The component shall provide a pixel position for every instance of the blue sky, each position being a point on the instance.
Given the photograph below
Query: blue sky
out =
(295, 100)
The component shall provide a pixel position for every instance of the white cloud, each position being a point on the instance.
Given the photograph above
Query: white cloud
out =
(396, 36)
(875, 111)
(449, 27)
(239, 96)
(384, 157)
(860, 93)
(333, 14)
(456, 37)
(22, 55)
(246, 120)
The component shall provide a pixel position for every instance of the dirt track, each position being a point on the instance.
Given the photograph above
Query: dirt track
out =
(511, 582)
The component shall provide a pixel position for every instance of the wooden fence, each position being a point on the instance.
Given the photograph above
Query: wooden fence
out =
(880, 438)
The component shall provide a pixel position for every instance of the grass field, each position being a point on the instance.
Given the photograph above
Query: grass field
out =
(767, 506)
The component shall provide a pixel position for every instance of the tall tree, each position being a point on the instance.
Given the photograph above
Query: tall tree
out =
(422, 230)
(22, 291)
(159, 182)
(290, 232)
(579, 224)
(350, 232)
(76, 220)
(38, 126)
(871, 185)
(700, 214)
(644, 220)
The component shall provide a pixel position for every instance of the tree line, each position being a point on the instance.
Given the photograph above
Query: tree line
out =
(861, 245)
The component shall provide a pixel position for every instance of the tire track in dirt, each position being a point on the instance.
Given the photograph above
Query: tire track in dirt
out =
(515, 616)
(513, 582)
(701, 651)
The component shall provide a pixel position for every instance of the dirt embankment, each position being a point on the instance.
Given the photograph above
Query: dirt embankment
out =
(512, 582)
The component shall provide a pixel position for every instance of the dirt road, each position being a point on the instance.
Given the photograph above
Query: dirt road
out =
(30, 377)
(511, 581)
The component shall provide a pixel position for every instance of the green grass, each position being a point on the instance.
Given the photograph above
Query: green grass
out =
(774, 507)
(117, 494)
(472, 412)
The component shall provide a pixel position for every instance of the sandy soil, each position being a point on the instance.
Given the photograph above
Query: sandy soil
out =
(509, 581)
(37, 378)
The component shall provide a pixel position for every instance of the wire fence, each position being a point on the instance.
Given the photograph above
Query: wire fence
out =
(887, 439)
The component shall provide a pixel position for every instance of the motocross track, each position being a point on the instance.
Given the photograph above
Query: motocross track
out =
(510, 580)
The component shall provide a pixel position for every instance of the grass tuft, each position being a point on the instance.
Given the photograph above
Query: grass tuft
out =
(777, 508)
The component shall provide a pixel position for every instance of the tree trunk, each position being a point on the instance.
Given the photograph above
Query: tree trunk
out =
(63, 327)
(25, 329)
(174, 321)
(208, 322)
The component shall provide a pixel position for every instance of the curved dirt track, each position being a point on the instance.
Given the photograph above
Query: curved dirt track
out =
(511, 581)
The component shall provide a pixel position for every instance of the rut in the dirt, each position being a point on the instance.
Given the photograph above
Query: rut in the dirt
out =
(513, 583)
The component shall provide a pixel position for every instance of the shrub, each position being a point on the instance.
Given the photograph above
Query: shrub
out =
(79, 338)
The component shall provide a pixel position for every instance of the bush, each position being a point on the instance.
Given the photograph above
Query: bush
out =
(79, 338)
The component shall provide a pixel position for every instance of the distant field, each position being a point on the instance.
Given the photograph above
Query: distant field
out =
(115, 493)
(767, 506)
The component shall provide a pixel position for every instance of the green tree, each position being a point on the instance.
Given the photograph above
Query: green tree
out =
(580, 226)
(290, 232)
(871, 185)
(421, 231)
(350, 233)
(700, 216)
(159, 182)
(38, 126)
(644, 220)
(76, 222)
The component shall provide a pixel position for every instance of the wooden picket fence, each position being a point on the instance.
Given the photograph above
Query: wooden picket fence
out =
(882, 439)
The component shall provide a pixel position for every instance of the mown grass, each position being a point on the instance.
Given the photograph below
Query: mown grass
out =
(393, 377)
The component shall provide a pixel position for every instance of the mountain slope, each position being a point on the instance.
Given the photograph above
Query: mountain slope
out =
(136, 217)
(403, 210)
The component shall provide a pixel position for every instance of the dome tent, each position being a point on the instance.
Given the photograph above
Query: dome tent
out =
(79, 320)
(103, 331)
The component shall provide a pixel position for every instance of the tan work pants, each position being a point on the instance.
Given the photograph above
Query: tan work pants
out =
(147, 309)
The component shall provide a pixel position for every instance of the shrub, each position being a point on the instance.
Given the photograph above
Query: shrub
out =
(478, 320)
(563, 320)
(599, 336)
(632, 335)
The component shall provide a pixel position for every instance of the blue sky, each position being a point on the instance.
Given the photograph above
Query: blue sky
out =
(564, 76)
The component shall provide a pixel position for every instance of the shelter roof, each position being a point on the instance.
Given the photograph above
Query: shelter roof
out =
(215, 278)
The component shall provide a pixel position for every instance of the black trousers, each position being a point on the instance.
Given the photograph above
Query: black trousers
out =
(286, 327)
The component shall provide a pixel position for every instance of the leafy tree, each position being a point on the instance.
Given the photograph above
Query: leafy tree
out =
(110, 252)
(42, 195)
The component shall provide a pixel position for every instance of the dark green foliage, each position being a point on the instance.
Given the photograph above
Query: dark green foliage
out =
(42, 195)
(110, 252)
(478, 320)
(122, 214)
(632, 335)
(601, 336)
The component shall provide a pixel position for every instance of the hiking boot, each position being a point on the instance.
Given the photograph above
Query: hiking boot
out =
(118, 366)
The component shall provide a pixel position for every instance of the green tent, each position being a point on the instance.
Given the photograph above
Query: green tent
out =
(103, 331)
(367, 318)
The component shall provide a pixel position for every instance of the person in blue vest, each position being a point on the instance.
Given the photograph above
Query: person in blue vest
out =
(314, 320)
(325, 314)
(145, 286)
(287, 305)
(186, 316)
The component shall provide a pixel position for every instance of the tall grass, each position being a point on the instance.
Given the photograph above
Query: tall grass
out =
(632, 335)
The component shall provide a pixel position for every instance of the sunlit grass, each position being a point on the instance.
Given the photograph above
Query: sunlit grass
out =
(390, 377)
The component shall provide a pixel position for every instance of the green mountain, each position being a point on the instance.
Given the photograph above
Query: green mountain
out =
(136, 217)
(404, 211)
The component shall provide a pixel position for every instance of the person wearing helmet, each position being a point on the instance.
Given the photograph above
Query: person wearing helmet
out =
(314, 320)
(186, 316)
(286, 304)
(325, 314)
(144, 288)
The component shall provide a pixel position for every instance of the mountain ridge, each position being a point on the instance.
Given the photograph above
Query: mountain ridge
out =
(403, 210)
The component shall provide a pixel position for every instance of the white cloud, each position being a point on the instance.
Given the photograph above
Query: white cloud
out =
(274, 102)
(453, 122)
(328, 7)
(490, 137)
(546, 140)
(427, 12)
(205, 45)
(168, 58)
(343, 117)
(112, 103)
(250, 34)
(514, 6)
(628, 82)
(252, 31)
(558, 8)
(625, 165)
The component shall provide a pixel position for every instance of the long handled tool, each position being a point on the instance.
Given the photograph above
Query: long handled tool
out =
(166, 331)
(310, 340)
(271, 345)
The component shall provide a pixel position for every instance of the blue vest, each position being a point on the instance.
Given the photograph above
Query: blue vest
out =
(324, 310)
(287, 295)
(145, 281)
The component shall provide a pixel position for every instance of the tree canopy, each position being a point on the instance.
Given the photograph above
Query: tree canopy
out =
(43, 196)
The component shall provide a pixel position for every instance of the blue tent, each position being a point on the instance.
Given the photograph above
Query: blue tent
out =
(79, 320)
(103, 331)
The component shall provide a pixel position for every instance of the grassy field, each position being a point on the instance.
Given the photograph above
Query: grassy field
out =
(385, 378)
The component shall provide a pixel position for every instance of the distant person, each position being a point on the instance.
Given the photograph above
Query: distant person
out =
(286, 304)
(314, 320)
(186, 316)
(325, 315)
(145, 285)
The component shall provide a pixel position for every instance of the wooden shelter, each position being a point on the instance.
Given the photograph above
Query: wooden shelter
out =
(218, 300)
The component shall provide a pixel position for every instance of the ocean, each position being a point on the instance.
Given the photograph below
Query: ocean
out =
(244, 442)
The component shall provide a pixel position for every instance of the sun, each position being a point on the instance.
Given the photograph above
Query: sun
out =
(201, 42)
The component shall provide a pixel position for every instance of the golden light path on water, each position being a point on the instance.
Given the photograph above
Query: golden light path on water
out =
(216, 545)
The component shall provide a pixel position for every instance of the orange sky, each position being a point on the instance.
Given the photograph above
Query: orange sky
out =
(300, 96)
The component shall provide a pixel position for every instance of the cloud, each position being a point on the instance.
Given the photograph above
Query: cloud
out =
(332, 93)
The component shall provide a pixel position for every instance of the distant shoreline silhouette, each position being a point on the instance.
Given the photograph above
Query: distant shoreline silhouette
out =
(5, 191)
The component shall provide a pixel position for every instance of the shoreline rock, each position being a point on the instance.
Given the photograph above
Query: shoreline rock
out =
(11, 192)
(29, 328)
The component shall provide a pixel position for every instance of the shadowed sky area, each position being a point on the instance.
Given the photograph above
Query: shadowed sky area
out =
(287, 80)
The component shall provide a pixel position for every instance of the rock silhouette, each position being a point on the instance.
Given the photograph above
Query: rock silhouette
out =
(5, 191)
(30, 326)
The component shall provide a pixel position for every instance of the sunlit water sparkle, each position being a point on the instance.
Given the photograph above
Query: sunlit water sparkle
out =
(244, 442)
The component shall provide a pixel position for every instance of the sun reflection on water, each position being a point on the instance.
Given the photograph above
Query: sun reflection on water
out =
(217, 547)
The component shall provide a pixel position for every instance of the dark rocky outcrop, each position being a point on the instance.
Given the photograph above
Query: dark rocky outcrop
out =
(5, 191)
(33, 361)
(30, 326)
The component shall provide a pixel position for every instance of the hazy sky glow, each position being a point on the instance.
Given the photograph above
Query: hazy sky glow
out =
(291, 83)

Work to be completed: All lines from the line containing "the dark rocky" through the end of the listing above are to be duplicated exactly; include both ends and nothing further.

Result below:
The component shall provide a pixel position for every instance of the dark rocky outcrop, each position being a point on the instance.
Given the photograph above
Query: dark rocky outcrop
out =
(5, 191)
(33, 361)
(30, 326)
The component shall provide a pixel position for every instance of the hazy sky glow, each position being a point on the instance.
Given the photograph above
Query: hazy sky glow
out =
(291, 83)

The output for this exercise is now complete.